# What makes international moving more smooth



## Thomas145 (Dec 13, 2020)

I'm moving to Canada from USA with my wife for seven months for my new project work. I'm looking for an international moving service to move things smoothly. We have rented a house with the help of a friend and planning to move all the essential things for the project as I'm working on books and computers, photography etc. My wife has a cute little kitty, which we need to carry with us while moving.
In general, I wish to know what factors to be considered while making a move. Suggest any tips on preparing for this move would be much appreciated.
Thanks!


----------



## NickZ (Jun 26, 2009)

US to Canada should be relatively easy. Especially if it's only seven months.

Only things that jump to mind is don't over pack. You should be able to buy virtually anything you need. 

The other thing is don't bring anything that's legal in the US but not in Canada. 

I'm assuming you're moving to one of the larger cities. If you're moving to the Yukon maybe overpack.


----------



## Thomas145 (Dec 13, 2020)

There are certain essential things that should be relocated for my project. So I need to move these items to my new location. Otherwise, it will affect my work plan


----------



## NickZ (Jun 26, 2009)

Bringing what you need isn't the problem. You'll often see people here shipping things they haven't used in decades just in case. Bring what you need.


----------



## ALKB (Jan 20, 2012)

Thomas145 said:


> My wife has a cute little kitty, which we need to carry with us while moving.


I m assuming you already have all the documentation for yourself that you'll need to move - have you looked into requirements for kitty to cross the border?


----------



## colchar (Oct 25, 2011)

Thomas145 said:


> There are certain essential things that should be relocated for my project. So I need to move these items to my new location. Otherwise, it will affect my work plan


Depending on what they are, you might be better off buying them here than paying to ship them.


----------



## Thomas145 (Dec 13, 2020)

ALKB said:


> I m assuming you already have all the documentation for yourself that you'll need to move - have you looked into requirements for kitty to cross the border?


Yes, I have found an international moving company to shift the essential things and our kitty to my new location.


----------



## Thomas145 (Dec 13, 2020)

colchar said:


> Depending on what they are, you might be better off buying them here than paying to ship them.


No, Buying a new one is not possible, its a wastage of money. I think its better to hire any moving company than buying new one


----------



## colchar (Oct 25, 2011)

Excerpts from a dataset
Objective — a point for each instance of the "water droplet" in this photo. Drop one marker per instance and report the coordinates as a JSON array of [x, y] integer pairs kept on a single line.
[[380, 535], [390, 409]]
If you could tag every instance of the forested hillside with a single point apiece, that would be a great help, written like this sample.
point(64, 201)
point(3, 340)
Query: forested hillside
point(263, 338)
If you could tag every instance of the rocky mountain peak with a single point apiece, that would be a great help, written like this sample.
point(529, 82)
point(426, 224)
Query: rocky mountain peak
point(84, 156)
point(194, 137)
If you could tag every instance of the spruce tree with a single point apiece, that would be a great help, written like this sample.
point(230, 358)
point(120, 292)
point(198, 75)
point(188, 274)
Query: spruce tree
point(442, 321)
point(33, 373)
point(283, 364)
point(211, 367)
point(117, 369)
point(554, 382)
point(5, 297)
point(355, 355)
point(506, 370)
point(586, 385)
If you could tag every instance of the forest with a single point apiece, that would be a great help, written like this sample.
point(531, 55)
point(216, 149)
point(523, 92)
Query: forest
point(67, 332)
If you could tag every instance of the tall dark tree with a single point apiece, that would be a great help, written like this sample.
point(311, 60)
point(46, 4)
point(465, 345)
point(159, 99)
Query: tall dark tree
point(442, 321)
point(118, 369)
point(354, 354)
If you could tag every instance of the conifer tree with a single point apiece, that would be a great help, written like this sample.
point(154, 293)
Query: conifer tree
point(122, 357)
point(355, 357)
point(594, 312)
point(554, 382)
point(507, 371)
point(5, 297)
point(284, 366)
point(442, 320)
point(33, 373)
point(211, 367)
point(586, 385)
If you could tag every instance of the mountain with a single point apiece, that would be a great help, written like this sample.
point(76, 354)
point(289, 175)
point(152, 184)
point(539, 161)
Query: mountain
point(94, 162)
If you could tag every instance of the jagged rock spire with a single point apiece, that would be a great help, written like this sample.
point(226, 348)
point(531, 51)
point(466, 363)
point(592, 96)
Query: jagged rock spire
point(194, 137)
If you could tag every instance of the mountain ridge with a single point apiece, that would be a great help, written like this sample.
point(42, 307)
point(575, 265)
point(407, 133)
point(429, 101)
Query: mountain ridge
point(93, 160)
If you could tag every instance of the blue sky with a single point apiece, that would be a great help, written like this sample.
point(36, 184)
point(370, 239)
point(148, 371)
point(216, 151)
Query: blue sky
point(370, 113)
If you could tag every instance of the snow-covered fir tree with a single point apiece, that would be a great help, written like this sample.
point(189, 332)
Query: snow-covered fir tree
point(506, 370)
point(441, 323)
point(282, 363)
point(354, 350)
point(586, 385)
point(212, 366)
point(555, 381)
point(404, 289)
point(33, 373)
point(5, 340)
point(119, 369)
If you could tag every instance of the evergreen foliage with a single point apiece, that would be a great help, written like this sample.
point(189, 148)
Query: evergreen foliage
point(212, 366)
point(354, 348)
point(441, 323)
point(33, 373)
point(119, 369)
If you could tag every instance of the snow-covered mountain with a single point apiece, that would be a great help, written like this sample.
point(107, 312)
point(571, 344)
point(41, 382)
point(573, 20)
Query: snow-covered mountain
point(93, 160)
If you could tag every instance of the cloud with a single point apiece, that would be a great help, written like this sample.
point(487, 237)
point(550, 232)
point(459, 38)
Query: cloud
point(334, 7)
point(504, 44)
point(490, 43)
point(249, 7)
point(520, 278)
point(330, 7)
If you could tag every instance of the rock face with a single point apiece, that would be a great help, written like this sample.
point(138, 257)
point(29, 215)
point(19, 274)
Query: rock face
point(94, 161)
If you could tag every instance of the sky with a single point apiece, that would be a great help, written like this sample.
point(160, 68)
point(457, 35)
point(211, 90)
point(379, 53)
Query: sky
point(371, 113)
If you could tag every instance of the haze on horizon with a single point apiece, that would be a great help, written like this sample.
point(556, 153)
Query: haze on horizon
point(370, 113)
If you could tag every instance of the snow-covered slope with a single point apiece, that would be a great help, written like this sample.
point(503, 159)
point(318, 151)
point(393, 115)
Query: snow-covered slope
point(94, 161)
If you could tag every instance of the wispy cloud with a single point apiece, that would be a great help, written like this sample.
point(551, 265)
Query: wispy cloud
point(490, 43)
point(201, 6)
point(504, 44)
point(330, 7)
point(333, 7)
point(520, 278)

TASKS TO COMPLETE:
[1] In the forum thread about moving to Canada, how long does Thomas145 say he and his wife are moving there for?
[2] Carry on the forum thread about moving to Canada from the point where it stops.

ANSWERS FOR THE TASKS:
[1] Seven months.

[2]
Thomas145 said:


> No, Buying a new one is not possible, its a wastage of money. I think its better to hire any moving company than buying new one



How is it not possible? Are you saying that they are not available here? If so, you're probably wrong.

And it wouldn't be a waste of money if you factor in the cost of shipping them and the money you would get from selling them when you are done here.


----------



## ALKB (Jan 20, 2012)

Thomas145 said:


> Yes, I have found an international moving company to shift the essential things and our kitty to my new location.


I meant more in the way of work permits, documentation about rabies vaccinations, etc.


----------



## Crawford (Jan 23, 2011)

Thomas145 said:


> I'm moving to Canada from USA with my wife for seven months for my new project work. I'm looking for an international moving service to move things smoothly. We have rented a house with the help of a friend and planning to move all the essential things for the project as I'm working on books and computers, photography etc. My wife has a cute little kitty, which we need to carry with us while moving.
> In general, I wish to know what factors to be considered while making a move. Suggest any tips on preparing for this move would be much appreciated.
> Thanks!


So what advice is it you are looking for, if you already have a job to go to, a rental in place and a moving company for yourself and the cat? - and you are only moving from US to Canada and for 7 months.


make sure you have informed your bank and credit card company of your new address?
if you are leaving property here in the US and expect to return to it make sure it is properly insured in your absence?
presume you have all the necessary documentation/visa to work in Canada?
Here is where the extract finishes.